**Material to process:**
^^^^^^^^^^^^^^^^
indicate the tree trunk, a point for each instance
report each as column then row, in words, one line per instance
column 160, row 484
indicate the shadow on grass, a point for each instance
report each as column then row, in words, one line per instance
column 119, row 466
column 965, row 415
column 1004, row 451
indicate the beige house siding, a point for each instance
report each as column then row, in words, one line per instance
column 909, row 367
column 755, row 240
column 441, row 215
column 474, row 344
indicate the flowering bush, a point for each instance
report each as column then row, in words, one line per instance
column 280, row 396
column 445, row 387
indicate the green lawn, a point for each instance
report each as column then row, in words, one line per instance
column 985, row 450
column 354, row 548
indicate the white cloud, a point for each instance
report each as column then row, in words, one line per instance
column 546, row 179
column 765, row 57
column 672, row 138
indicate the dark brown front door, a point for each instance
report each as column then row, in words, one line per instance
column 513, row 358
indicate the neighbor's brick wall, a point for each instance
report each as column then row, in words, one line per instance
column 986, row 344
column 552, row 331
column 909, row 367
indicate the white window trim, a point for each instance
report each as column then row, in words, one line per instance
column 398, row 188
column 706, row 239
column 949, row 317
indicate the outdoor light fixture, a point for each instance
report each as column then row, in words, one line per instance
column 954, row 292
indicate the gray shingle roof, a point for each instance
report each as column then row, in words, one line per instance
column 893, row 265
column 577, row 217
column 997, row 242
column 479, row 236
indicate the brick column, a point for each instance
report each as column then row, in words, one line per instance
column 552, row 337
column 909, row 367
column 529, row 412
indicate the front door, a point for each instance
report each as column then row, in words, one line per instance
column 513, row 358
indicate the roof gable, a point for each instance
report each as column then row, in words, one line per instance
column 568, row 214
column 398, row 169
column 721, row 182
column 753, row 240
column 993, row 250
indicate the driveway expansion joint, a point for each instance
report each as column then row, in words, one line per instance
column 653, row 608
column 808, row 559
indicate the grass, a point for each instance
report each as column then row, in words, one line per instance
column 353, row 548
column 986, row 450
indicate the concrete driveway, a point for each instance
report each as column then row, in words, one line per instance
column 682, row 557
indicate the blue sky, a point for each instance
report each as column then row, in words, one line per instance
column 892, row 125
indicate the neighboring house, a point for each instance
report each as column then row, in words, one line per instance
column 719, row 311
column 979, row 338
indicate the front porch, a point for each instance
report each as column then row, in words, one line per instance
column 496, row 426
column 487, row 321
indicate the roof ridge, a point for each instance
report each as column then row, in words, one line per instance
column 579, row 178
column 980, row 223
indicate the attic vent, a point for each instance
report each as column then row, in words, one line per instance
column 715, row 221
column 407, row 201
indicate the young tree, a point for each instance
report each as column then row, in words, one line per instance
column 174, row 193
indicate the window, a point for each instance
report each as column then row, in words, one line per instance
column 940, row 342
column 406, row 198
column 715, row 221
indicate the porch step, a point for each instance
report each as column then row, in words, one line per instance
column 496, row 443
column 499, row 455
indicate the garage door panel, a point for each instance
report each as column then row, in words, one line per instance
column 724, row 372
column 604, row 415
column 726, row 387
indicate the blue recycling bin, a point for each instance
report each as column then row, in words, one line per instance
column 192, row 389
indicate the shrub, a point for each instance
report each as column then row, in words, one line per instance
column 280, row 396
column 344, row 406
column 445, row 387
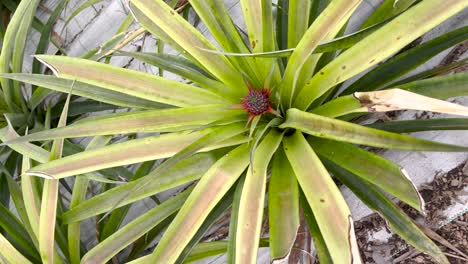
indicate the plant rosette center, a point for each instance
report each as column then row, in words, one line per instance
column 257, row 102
^^^^^^^^^^^^^^^^
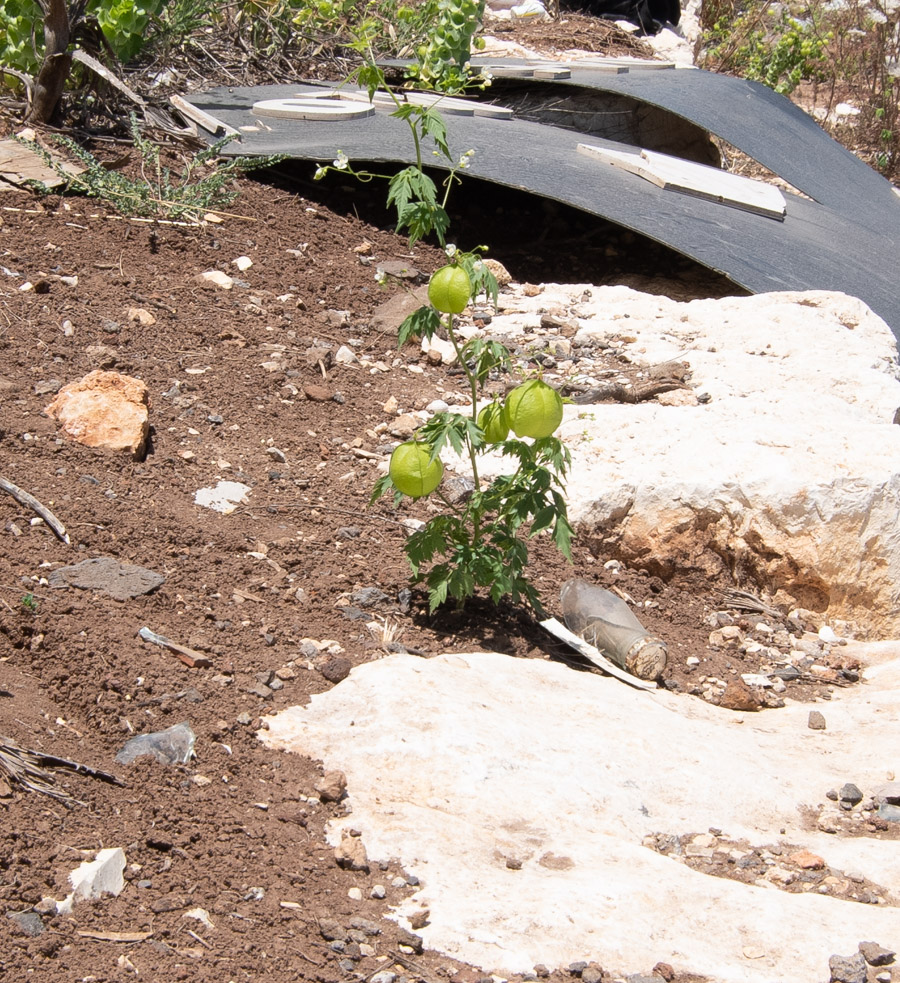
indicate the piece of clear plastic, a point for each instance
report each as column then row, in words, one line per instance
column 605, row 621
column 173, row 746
^^^^^^^^^^^^^^^^
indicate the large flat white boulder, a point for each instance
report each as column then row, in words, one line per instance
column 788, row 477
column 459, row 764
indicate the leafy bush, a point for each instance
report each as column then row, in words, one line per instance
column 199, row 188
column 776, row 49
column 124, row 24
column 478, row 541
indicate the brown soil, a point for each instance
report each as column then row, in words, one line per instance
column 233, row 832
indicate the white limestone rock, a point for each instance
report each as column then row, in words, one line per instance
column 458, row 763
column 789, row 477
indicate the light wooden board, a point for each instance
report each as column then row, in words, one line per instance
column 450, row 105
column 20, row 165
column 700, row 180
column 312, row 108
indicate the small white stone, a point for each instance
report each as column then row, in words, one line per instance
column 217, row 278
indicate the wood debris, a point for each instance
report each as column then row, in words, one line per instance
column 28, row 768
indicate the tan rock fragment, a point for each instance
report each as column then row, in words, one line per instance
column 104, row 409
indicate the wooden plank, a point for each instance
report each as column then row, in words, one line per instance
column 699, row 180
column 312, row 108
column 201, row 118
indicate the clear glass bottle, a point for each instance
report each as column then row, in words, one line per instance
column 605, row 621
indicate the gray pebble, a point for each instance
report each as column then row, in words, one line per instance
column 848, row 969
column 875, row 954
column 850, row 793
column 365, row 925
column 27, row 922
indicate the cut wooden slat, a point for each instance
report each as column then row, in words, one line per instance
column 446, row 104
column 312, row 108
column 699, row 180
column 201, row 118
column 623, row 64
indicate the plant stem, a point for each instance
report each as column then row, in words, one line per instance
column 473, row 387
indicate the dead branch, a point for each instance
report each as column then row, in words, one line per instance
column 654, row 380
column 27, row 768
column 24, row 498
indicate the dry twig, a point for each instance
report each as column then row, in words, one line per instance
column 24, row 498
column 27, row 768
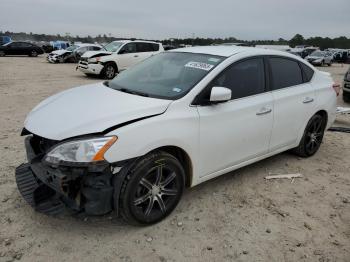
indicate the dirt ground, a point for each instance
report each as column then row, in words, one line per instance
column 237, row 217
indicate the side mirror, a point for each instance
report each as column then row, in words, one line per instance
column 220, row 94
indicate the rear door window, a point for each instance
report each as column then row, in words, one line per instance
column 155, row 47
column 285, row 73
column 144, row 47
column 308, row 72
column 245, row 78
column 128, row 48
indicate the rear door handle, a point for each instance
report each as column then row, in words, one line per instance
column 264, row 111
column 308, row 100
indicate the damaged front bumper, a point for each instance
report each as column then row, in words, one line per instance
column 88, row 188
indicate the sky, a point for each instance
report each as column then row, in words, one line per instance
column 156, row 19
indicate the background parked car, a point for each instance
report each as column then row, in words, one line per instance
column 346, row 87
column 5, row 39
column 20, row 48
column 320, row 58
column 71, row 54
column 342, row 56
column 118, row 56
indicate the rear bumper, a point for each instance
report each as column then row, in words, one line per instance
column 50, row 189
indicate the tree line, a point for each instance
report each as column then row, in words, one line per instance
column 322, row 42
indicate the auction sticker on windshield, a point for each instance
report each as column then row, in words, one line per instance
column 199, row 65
^^^^^^^^^^^^^^^^
**Prompt:** Copy out each line of the records where the string "bumper" appears.

**Answer to this task:**
indicate the damaged front bumper, a point for each instance
indicate the rear bumper, a point for each instance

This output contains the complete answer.